WRITTEN EXERCISE: What you return should match every record exactly, with the images removed.

GIVEN DATA:
=-=-=
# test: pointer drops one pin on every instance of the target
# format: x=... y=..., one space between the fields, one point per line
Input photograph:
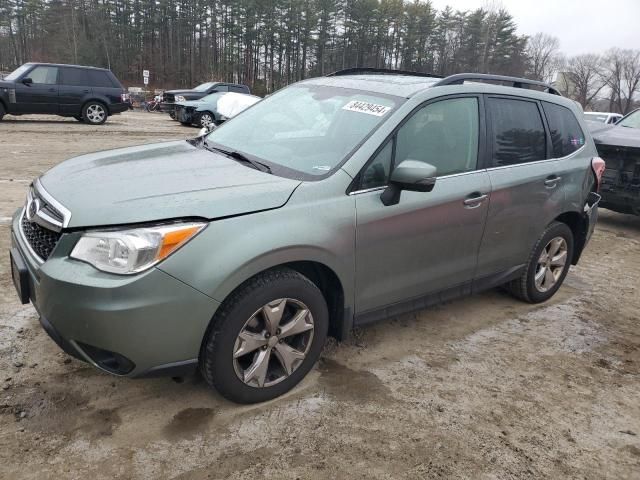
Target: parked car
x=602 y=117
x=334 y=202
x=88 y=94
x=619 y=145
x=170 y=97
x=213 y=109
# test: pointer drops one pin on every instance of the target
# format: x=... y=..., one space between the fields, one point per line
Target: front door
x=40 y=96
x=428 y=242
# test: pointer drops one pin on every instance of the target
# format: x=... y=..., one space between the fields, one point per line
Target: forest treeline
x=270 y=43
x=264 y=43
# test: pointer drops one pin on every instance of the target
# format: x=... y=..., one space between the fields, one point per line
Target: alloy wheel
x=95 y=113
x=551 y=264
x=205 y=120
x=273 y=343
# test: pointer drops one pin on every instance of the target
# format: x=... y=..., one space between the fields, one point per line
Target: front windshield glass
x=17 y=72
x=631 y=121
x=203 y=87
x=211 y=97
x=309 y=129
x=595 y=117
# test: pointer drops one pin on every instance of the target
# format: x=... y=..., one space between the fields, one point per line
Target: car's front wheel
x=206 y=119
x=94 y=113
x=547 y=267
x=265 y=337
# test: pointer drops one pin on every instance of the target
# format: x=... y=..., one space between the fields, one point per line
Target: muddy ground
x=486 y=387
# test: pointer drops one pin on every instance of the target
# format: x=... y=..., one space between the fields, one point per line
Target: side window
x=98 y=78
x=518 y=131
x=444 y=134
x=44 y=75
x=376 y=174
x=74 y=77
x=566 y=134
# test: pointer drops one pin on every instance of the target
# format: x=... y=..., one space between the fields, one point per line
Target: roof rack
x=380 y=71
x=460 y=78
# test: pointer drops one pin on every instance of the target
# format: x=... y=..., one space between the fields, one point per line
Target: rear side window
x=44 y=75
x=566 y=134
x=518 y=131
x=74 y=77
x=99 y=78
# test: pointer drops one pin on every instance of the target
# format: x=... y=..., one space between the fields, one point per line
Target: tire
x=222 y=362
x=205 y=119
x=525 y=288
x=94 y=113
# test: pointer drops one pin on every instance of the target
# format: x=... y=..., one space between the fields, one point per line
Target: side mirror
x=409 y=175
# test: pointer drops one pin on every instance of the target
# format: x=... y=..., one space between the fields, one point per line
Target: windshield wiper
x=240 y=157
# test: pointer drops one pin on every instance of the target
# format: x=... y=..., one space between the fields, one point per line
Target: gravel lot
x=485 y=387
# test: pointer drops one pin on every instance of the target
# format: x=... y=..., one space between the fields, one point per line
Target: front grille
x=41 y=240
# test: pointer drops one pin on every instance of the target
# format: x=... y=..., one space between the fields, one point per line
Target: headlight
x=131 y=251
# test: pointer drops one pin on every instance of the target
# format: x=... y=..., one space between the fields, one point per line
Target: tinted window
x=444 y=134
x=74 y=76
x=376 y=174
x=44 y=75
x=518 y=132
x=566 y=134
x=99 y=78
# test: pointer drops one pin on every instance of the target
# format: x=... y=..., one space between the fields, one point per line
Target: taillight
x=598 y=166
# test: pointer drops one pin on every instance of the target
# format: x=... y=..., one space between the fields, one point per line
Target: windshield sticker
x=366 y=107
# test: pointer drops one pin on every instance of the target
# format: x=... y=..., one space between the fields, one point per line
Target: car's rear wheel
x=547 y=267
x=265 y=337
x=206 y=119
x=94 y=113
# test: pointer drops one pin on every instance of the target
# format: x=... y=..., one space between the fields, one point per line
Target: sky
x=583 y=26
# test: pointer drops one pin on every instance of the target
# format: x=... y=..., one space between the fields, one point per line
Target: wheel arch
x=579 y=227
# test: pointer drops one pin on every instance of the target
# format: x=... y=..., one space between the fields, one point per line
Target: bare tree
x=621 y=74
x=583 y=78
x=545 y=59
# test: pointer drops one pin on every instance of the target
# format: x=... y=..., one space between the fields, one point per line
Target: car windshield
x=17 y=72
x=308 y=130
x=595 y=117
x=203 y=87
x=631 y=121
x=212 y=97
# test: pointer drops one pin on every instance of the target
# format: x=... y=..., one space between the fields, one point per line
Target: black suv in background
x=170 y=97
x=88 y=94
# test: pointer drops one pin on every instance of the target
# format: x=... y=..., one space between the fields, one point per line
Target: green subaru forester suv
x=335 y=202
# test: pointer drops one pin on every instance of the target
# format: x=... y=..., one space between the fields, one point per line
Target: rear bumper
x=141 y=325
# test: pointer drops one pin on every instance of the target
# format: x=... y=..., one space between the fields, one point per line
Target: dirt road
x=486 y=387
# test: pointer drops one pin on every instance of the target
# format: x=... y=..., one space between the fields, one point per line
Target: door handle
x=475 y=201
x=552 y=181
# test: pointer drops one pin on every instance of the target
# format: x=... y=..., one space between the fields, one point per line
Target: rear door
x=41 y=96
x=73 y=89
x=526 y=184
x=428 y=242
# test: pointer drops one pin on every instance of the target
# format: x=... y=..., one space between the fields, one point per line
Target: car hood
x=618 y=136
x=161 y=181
=-=-=
THE RESPONSE:
# test: pointer drops one pin on every instance of the target
# format: x=... y=..., one space between the fields, one point per line
Input photograph:
Target: parked car
x=602 y=117
x=334 y=202
x=88 y=94
x=619 y=145
x=170 y=97
x=213 y=109
# test: pointer drops one pin on every instance of the target
# format: x=... y=..., one space between the fields, one point per line
Target: front door
x=40 y=96
x=428 y=242
# test: pointer drops one pin on every instance of the target
# format: x=... y=..., one space between the fields, one point per line
Target: forest treeline
x=270 y=43
x=264 y=43
# test: pointer drops one pin on every instance of the target
# format: x=... y=..., one space between the fields, one point per line
Target: alloy wheel
x=95 y=113
x=551 y=264
x=205 y=120
x=273 y=343
# test: pointer drops one pin on every instance of the target
# format: x=... y=..., one space between the fields, one point per line
Target: front windshield glass
x=17 y=72
x=631 y=121
x=203 y=87
x=211 y=97
x=309 y=129
x=595 y=117
# test: pointer drops one pin on every instance of the target
# format: x=... y=..., one space between the fields, one point per line
Target: car's front wheel
x=206 y=119
x=94 y=113
x=547 y=267
x=265 y=337
# test: pointer drops one pin on every instance of the target
# format: x=... y=..., one space between the fields, one point per line
Target: muddy ground
x=486 y=387
# test: pointer drops one pin on every instance of the target
# format: x=... y=..., one space between the fields, one point per line
Target: side window
x=98 y=78
x=518 y=131
x=444 y=134
x=44 y=75
x=376 y=174
x=74 y=77
x=566 y=134
# test: pointer drops one pin on every instance of the target
# format: x=... y=..., one space between the fields, one point per line
Target: roof rack
x=380 y=71
x=460 y=78
# test: pointer drops one pin on every instance of the target
# format: x=... y=..., one space between the fields, one point per line
Target: rear side window
x=44 y=75
x=566 y=134
x=518 y=131
x=74 y=77
x=99 y=78
# test: pointer drops one pin on every instance of the target
# format: x=... y=..., one space between the fields, one point per line
Target: tire
x=222 y=362
x=205 y=119
x=525 y=288
x=94 y=113
# test: pointer drops one pin on every instance of the target
# format: x=... y=..., one space between the fields, one point per line
Target: side mirror
x=409 y=175
# test: pointer drops one pin on every instance of the target
# format: x=... y=..., one space between the fields, one point per line
Target: windshield wiper
x=240 y=157
# test: pointer drops one pin on every instance of the target
# format: x=... y=..., one space between the fields, one point per line
Target: gravel lot
x=485 y=387
# test: pointer drops one pin on every instance of the target
# format: x=... y=..., one space between the fields, one point per line
Target: front grille
x=41 y=240
# test: pointer drops one pin on every instance of the target
# format: x=... y=..., one space between the fields, one point per line
Target: headlight
x=131 y=251
# test: pointer drops one pin on every instance of the target
# format: x=... y=..., one space between the fields, one point per line
Target: tinted window
x=444 y=134
x=74 y=76
x=376 y=174
x=44 y=75
x=518 y=132
x=566 y=134
x=99 y=78
# test: pointer drops one pin on every instance of the target
# format: x=... y=..., one space between the fields, one point per line
Target: taillight
x=598 y=166
# test: pointer drops one pin on every instance of the target
# format: x=... y=..., one space between the fields, one point per line
Target: windshield sticker
x=366 y=107
# test: pointer drops one pin on every instance of the target
# format: x=... y=..., one space between the fields, one point per line
Target: car's rear wheel
x=547 y=267
x=265 y=337
x=206 y=119
x=94 y=113
# test: pointer drops one pin on every instance of the target
# format: x=... y=..., one space between the fields, one point per line
Target: sky
x=583 y=26
# test: pointer drops one pin on every instance of the target
# format: x=... y=..., one space between the fields, one point per line
Target: wheel arch
x=579 y=227
# test: pointer drops one pin on every instance of the target
# format: x=... y=..., one space between the fields, one point per line
Target: bare tree
x=621 y=74
x=583 y=78
x=545 y=59
# test: pointer drops one pin on every instance of the target
# format: x=... y=..., one space between the fields, one point per line
Target: car windshield
x=17 y=72
x=308 y=130
x=595 y=117
x=203 y=87
x=631 y=121
x=212 y=97
# test: pointer drops one pin on every instance of the target
# format: x=... y=..., one space between the fields, one point per line
Target: black suv in background
x=170 y=97
x=88 y=94
# test: pointer drops one pin on every instance of the target
# format: x=... y=..., one space between the fields, one point per line
Target: green subaru forester suv
x=335 y=202
# test: pointer drops one pin on every instance of the target
# format: x=... y=..., one space between the fields, one point per line
Target: rear bumper
x=141 y=325
# test: pointer drops one pin on every instance of the target
# format: x=... y=..., one space between the fields, one point per line
Target: dirt road
x=486 y=387
# test: pointer drops one pin on every instance of the target
# format: x=... y=..., one space between the fields, one point per line
Target: door handle
x=475 y=201
x=552 y=181
# test: pointer drops one pin on every instance of the target
# format: x=... y=..., one space between the fields, one point per line
Target: rear door
x=41 y=96
x=73 y=89
x=526 y=184
x=428 y=242
# test: pointer drops one pin on every instance of the target
# format: x=... y=..., one space between the fields, one point per line
Target: car hood
x=618 y=136
x=161 y=181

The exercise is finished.